(Beginning of Record set)

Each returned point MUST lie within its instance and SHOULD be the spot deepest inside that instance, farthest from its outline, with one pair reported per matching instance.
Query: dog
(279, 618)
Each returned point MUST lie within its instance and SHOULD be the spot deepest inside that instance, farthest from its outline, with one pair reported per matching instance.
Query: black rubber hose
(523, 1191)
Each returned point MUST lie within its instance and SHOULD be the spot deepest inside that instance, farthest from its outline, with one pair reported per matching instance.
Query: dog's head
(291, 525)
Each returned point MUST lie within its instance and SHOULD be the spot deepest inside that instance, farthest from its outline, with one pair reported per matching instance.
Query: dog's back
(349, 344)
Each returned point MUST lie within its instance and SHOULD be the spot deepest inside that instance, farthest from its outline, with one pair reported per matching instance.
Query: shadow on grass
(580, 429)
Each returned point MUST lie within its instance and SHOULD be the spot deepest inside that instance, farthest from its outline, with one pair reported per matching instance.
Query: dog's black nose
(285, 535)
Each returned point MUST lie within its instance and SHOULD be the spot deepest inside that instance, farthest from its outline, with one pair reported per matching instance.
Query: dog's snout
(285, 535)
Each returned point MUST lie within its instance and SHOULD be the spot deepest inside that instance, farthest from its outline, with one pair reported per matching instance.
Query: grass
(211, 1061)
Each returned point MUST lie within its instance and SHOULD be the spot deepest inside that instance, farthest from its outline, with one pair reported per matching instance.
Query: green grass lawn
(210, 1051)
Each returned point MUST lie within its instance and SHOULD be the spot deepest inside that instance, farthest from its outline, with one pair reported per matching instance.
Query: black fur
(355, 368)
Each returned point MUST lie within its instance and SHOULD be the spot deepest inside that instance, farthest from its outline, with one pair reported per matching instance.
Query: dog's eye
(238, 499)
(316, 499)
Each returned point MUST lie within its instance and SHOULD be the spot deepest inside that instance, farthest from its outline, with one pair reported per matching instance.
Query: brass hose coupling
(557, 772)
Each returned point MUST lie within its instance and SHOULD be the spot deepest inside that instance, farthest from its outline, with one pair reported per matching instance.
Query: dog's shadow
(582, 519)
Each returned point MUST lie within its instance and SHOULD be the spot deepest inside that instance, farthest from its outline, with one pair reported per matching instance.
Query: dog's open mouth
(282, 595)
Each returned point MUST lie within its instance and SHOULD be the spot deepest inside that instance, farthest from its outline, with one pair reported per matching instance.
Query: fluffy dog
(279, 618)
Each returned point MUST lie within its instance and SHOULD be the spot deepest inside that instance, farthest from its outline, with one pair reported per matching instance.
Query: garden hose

(End of Record set)

* Exercise objective
The whole of the material above is to be restated exactly.

* Response box
Each returned point MUST lie within its instance and SHOULD be the spot deepest inside that instance, farthest from its outline, with one pair reported per matching instance.
Query: dog
(279, 618)
Each returned point MUST lie within its instance and SHOULD be the spot deepest inside that instance, farthest from its outline, with one pair reported per matching instance.
Query: black rubber hose
(523, 1191)
Each returned point MUST lie within its instance and SHOULD be the spot deepest inside that instance, farthest from its outline, with one pair reported per matching instance.
Query: dog's head
(291, 525)
Each returned point MUST lie within its instance and SHOULD be the spot deepest inside that instance, farthest from its outline, with one pair reported per matching instance.
Query: dog's back
(349, 344)
Each returned point MUST lie within its instance and SHOULD be the spot deepest inside that instance, farthest from its outline, with one pair reported per matching instance.
Query: shadow on grass
(580, 429)
Each returned point MUST lie within its instance and SHOULD be the spot deepest inside that instance, farthest from its outline, with one pair reported per matching instance.
Query: dog's black nose
(285, 535)
Each returned point MUST lie within its instance and SHOULD be the spot deepest inside that instance, farthest from its outline, with one pair reported per matching instance.
Query: dog's snout
(285, 535)
Each returned point MUST lie within its instance and SHOULD be the spot deepest inside that instance, farthest from its outline, with one pair reported per matching instance.
Query: grass
(211, 1061)
Each returned point MUST lie within its instance and SHOULD be the spot deepest inside that instance, farthest from its outline, with one pair reported per matching instance.
Query: green grass lawn
(210, 1051)
Each returned point MUST lie within its instance and SHOULD be the spot deepest inside that instance, farthest from its outline, with one pair reported per matching instance.
Query: black fur
(355, 368)
Each returned point MUST lie within its instance and SHOULD be the spot deepest inside that instance, farthest from its outline, with one pair reported per matching instance.
Query: dog's eye
(238, 499)
(316, 499)
Each returned point MUST lie within its instance and SHOULD be the spot deepest inside that instance, farthest from its outline, with one pair reported per matching instance.
Query: brass hose coupling
(557, 772)
Each returned point MUST lie within its instance and SHOULD be the spot deepest inside that instance, farthest from its outline, with one pair reported per matching instance.
Query: dog's shadow
(582, 519)
Each returned point MUST lie within its instance and SHOULD be the spot deepest inside that instance, farthest from its outline, with one pair reported per matching instance.
Query: dog's open mouth
(282, 595)
Each returned point MUST lie within its instance and SHOULD be the spot deepest inside that instance, farthest from its outline, with one pair reported per matching instance.
Query: fluffy dog
(279, 618)
Each returned point MUST lie within its instance and SHOULD be the spot deepest inside that instance, farthest from its outline, with one pair reported per matching instance.
Query: garden hose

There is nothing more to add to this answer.